**WHAT TO WORK ON:** Please reproduce the stretch of the material from its beginning through the line containing "negative clicks: (407, 735) (213, 792)", leaving out the pictures.

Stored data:
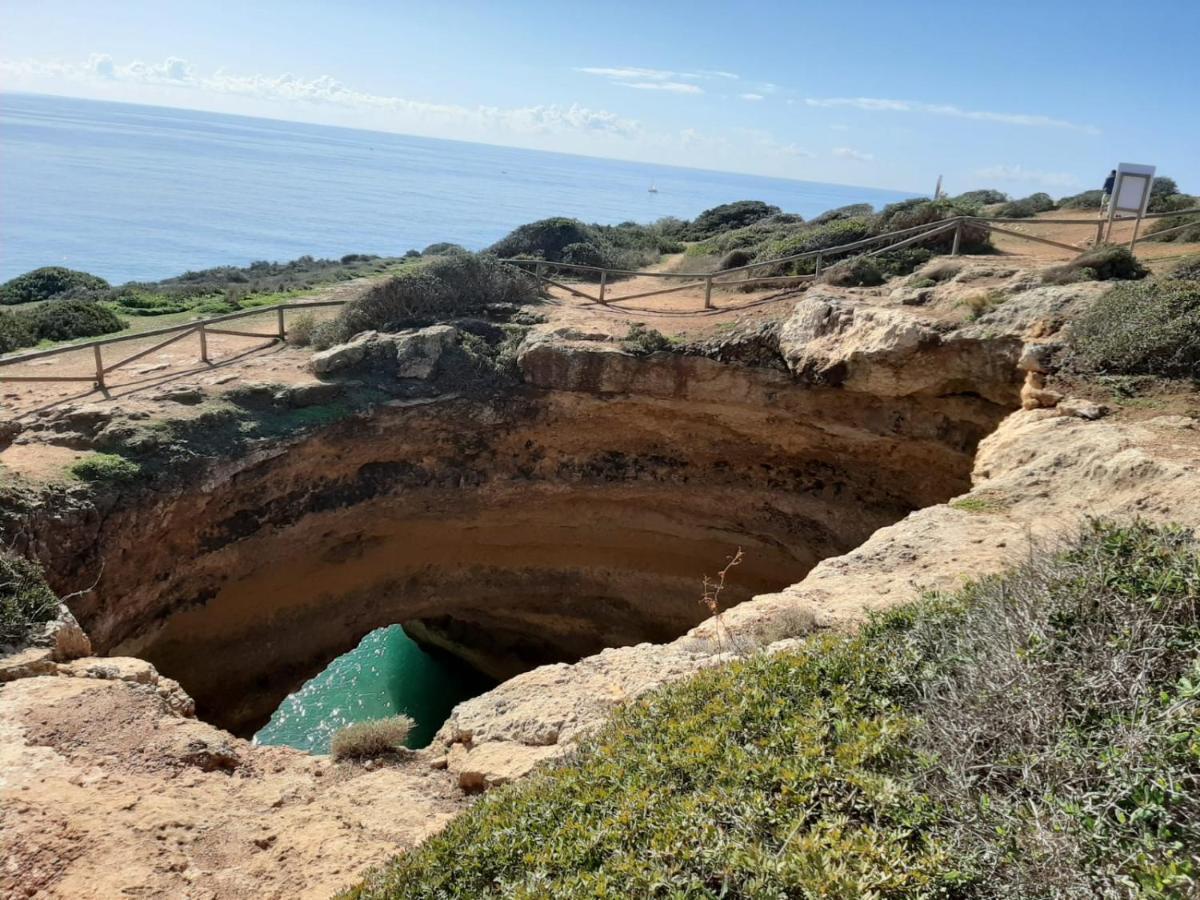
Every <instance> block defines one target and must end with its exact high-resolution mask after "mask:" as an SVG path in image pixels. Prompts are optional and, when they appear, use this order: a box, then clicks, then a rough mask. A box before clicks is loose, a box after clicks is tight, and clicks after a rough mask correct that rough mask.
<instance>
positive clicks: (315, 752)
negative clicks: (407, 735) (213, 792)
mask: <svg viewBox="0 0 1200 900" xmlns="http://www.w3.org/2000/svg"><path fill="white" fill-rule="evenodd" d="M493 685H494V682H491V680H488V679H486V678H485V677H484V676H481V674H479V673H478V672H475V671H474V670H472V668H469V667H467V666H466V665H463V664H461V662H457V661H456V660H454V659H450V658H448V656H444V655H440V654H439V655H436V656H434V655H431V654H428V653H426V652H425V650H422V649H421V648H420V647H418V646H416V644H415V643H413V641H412V640H410V638H409V637H408V635H406V634H404V629H402V628H401V626H400V625H391V626H390V628H380V629H377V630H374V631H372V632H371V634H368V635H367V636H366V637H364V638H362V642H361V643H360V644H359V646H358V647H355V648H354V649H353V650H350V652H349V653H347V654H344V655H342V656H338V658H337V659H335V660H334V661H332V662H330V664H329V666H326V667H325V670H324V671H323V672H322V673H320V674H318V676H317V677H316V678H313V679H312V680H310V682H307V683H306V684H305V685H304V686H302V688H301V689H300V690H298V691H296V692H295V694H293V695H290V696H289V697H288V698H287V700H284V701H283V703H281V704H280V708H278V709H276V710H275V714H274V715H271V720H270V721H269V722H268V724H266V725H264V726H263V727H262V730H260V731H259V732H258V733H257V734H256V736H254V740H256V742H257V743H259V744H283V745H287V746H294V748H298V749H300V750H307V751H308V752H313V754H328V752H329V743H330V740H331V739H332V737H334V732H336V731H337V730H338V728H342V727H344V726H347V725H350V724H352V722H359V721H366V720H370V719H383V718H385V716H389V715H397V714H400V713H403V714H406V715H410V716H412V718H413V720H414V721H415V722H416V727H415V728H414V730H413V733H412V734H409V737H408V745H409V746H412V748H420V746H425V745H426V744H428V743H430V742H431V740H432V739H433V734H434V733H436V732H437V730H438V728H439V727H440V726H442V722H444V721H445V720H446V716H448V715H450V710H451V709H452V708H454V706H455V703H460V702H462V701H464V700H468V698H469V697H474V696H476V695H479V694H482V692H484V691H485V690H487V689H488V688H492V686H493Z"/></svg>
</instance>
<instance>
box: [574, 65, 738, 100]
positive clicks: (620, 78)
mask: <svg viewBox="0 0 1200 900" xmlns="http://www.w3.org/2000/svg"><path fill="white" fill-rule="evenodd" d="M575 71H576V72H582V73H583V74H590V76H596V77H598V78H605V79H607V80H608V82H610V83H611V84H617V85H620V86H622V88H637V89H638V90H660V91H670V92H672V94H703V92H704V91H703V89H702V88H700V85H696V84H689V82H704V80H712V79H716V78H720V79H726V80H730V79H732V80H737V78H738V76H736V74H733V72H714V71H708V70H703V68H701V70H697V71H695V72H673V71H671V70H667V68H641V67H638V66H580V67H577V68H576V70H575Z"/></svg>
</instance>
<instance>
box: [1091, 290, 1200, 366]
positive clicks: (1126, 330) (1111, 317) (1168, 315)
mask: <svg viewBox="0 0 1200 900" xmlns="http://www.w3.org/2000/svg"><path fill="white" fill-rule="evenodd" d="M1068 349H1069V355H1068V364H1069V365H1070V366H1072V368H1074V370H1075V371H1079V372H1085V373H1092V374H1115V376H1159V377H1166V378H1189V377H1190V378H1200V282H1196V281H1188V280H1176V278H1165V280H1162V281H1146V282H1142V283H1139V284H1122V286H1120V287H1117V288H1114V289H1112V290H1110V292H1109V293H1106V294H1105V295H1104V296H1102V298H1100V299H1099V300H1097V301H1096V304H1094V305H1093V306H1092V307H1091V308H1090V310H1088V311H1087V312H1086V313H1084V314H1082V316H1081V317H1080V318H1079V319H1076V320H1075V323H1074V324H1073V325H1072V330H1070V338H1069V341H1068Z"/></svg>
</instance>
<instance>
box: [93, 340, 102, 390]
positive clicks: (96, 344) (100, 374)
mask: <svg viewBox="0 0 1200 900" xmlns="http://www.w3.org/2000/svg"><path fill="white" fill-rule="evenodd" d="M91 349H92V350H95V353H96V386H97V388H100V389H101V390H103V389H104V360H103V358H102V356H101V355H100V344H98V343H97V344H94V346H92V348H91Z"/></svg>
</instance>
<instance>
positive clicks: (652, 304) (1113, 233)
mask: <svg viewBox="0 0 1200 900" xmlns="http://www.w3.org/2000/svg"><path fill="white" fill-rule="evenodd" d="M1052 218H1085V220H1093V218H1096V217H1094V214H1091V212H1088V211H1070V210H1055V211H1052V212H1046V214H1043V215H1040V216H1038V217H1036V218H1031V220H1028V221H1027V222H1020V223H1009V224H1006V226H1003V227H1006V228H1009V229H1010V230H1015V232H1021V233H1026V234H1032V235H1037V236H1044V238H1049V239H1051V240H1056V241H1061V242H1066V244H1073V245H1075V246H1078V247H1080V250H1086V248H1087V247H1088V246H1090V244H1091V241H1092V240H1094V238H1096V226H1093V224H1090V223H1088V224H1078V226H1076V224H1070V226H1062V224H1052V223H1042V221H1043V220H1052ZM1097 221H1098V220H1097ZM1132 230H1133V226H1132V223H1118V224H1117V226H1116V227H1115V229H1114V233H1112V239H1114V240H1127V239H1128V238H1129V236H1130V234H1132ZM994 244H995V245H996V248H997V251H998V254H994V256H990V257H988V259H990V260H994V262H997V263H998V262H1004V263H1007V264H1010V265H1018V266H1020V265H1030V266H1043V265H1046V264H1048V263H1050V262H1051V260H1055V259H1063V260H1066V259H1068V258H1070V256H1072V254H1070V253H1069V252H1068V251H1064V250H1061V248H1058V247H1051V246H1046V245H1044V244H1034V242H1032V241H1025V240H1021V239H1019V238H1014V236H1009V235H1003V234H996V235H994ZM1136 252H1138V256H1139V257H1140V258H1142V259H1144V260H1145V262H1147V264H1150V265H1151V268H1152V269H1160V268H1163V266H1166V265H1170V263H1171V260H1174V259H1177V258H1180V257H1182V256H1186V254H1189V253H1200V244H1158V242H1153V241H1147V242H1142V244H1139V245H1138V247H1136ZM690 264H691V260H689V259H686V258H684V257H682V256H678V257H668V258H666V259H665V260H664V262H662V264H661V265H660V266H656V269H655V270H656V271H662V272H679V271H684V272H686V271H688V268H689V265H690ZM680 283H683V282H682V281H680V280H668V278H659V277H652V276H638V277H634V278H629V280H625V281H616V282H613V283H611V284H608V286H607V289H606V296H605V300H606V304H605V305H601V304H599V302H596V301H595V300H589V299H586V298H581V296H578V295H576V294H572V293H571V292H570V290H565V289H563V288H553V289H551V293H550V300H548V302H546V304H544V305H542V306H541V307H540V308H539V310H538V311H539V312H541V313H542V314H545V316H547V317H548V318H550V320H551V322H554V323H560V324H564V325H568V324H569V325H572V326H576V328H581V329H584V330H589V331H601V332H605V334H611V335H614V336H617V337H620V336H623V335H624V334H625V332H628V330H629V328H630V325H632V324H635V323H644V324H646V325H647V326H650V328H655V329H658V330H660V331H662V332H664V334H665V335H667V336H671V337H678V338H685V340H690V338H697V337H707V336H712V335H715V334H719V332H721V331H722V330H725V329H728V328H730V326H731V325H732V324H733V323H754V322H757V320H763V319H773V318H779V317H781V316H782V314H785V313H786V311H787V310H788V308H790V305H788V301H790V300H792V299H794V298H796V295H797V290H796V289H788V287H787V286H784V284H772V286H764V287H758V288H757V289H752V290H744V289H739V288H738V287H736V286H725V287H720V286H719V287H715V288H714V290H713V296H712V302H713V307H714V308H712V310H706V308H704V289H703V286H695V287H691V288H688V289H684V290H679V292H677V293H671V294H660V295H658V296H648V298H642V299H635V300H623V298H626V296H631V295H634V294H640V293H643V292H648V290H656V289H661V288H665V287H671V286H674V284H680ZM370 284H371V281H370V280H356V281H353V282H347V283H344V284H338V286H335V287H332V288H328V289H324V290H318V292H314V293H313V294H312V295H311V296H308V298H302V299H300V300H298V301H296V302H304V301H305V300H347V299H350V298H353V296H355V295H358V294H359V293H361V292H362V290H365V289H366V288H367V287H368V286H370ZM570 287H572V288H575V289H576V290H578V292H582V293H584V294H588V295H590V296H593V298H594V296H596V295H598V293H599V286H598V284H595V283H590V282H575V283H571V284H570ZM298 314H300V313H296V312H290V311H289V312H288V313H287V316H288V317H289V318H290V317H293V316H298ZM312 314H314V316H317V317H318V318H323V317H328V316H334V314H336V307H325V308H319V310H314V311H313V312H312ZM229 326H230V328H236V329H238V330H245V331H256V332H262V334H264V335H268V334H272V332H274V331H275V329H276V319H275V313H274V312H271V311H266V312H263V313H262V314H258V316H251V317H247V318H245V319H239V320H236V322H235V323H230V325H229ZM160 340H162V338H138V337H131V338H130V340H128V341H122V342H121V343H118V344H112V346H108V347H104V348H103V352H102V353H103V356H104V364H106V365H112V362H115V361H118V360H120V359H124V358H126V356H131V355H133V354H136V353H139V352H142V350H145V349H148V348H150V347H152V346H154V343H155V342H156V341H160ZM209 355H210V359H211V362H209V364H204V362H202V361H200V358H199V341H198V338H197V337H196V336H188V337H185V338H182V340H180V341H178V342H176V343H173V344H169V346H168V347H164V348H163V349H161V350H157V352H155V353H151V354H148V355H146V356H143V358H142V359H138V360H137V361H134V362H131V364H130V365H128V366H126V367H122V368H119V370H116V371H114V372H112V373H109V374H108V377H107V382H108V384H107V389H106V390H103V391H101V390H97V389H96V388H95V386H94V384H92V383H91V382H65V383H54V382H0V415H5V416H8V418H24V416H30V415H37V413H38V412H40V410H43V409H50V408H54V407H59V406H61V404H64V403H78V402H92V401H106V400H114V401H116V400H119V401H121V403H122V406H130V404H133V407H134V408H137V406H138V404H140V403H143V402H149V404H150V406H151V407H152V406H154V402H152V400H151V397H152V396H154V395H155V394H160V392H162V391H163V390H164V389H170V388H173V386H186V385H198V386H203V388H204V389H205V390H206V391H208V392H220V391H221V388H222V385H234V384H239V383H242V382H247V380H252V382H275V383H281V384H292V383H295V382H298V380H307V379H310V378H311V376H307V374H306V373H305V372H304V361H305V360H306V359H307V355H308V354H307V352H306V350H302V349H295V348H288V347H284V346H281V344H280V343H278V342H277V341H266V340H263V338H247V337H234V336H227V335H212V336H210V338H209ZM94 372H95V358H94V355H92V350H91V349H90V348H82V349H79V350H74V352H71V353H65V354H62V355H58V356H52V358H49V359H43V360H35V361H32V362H29V364H23V365H18V366H11V367H5V368H2V370H0V374H11V376H36V374H54V376H79V377H88V376H90V374H91V373H94ZM0 462H2V463H6V464H7V463H10V460H6V458H4V457H2V456H0Z"/></svg>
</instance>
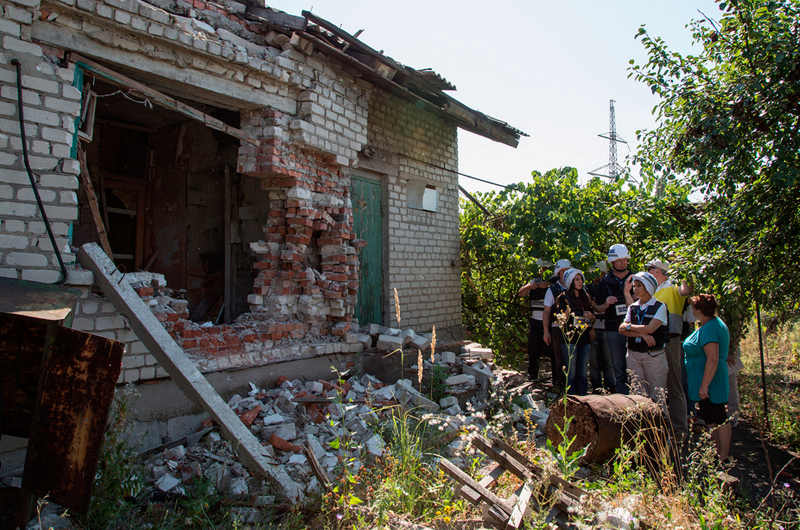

**THE COMPLETED TASK:**
Every <instance> block defines one target and must end with its exact high-resolution mask after "mask:" as an SVG path in image pixels. Prompts are optional and, when they appear, use this order: a box, then clicks, then a rough mask. A box before clicks is loose, a box after clicks is tight, and clicks after a rough mask correct that rough mask.
<instance>
positive clicks: (315, 752)
negative clicks: (407, 735) (213, 792)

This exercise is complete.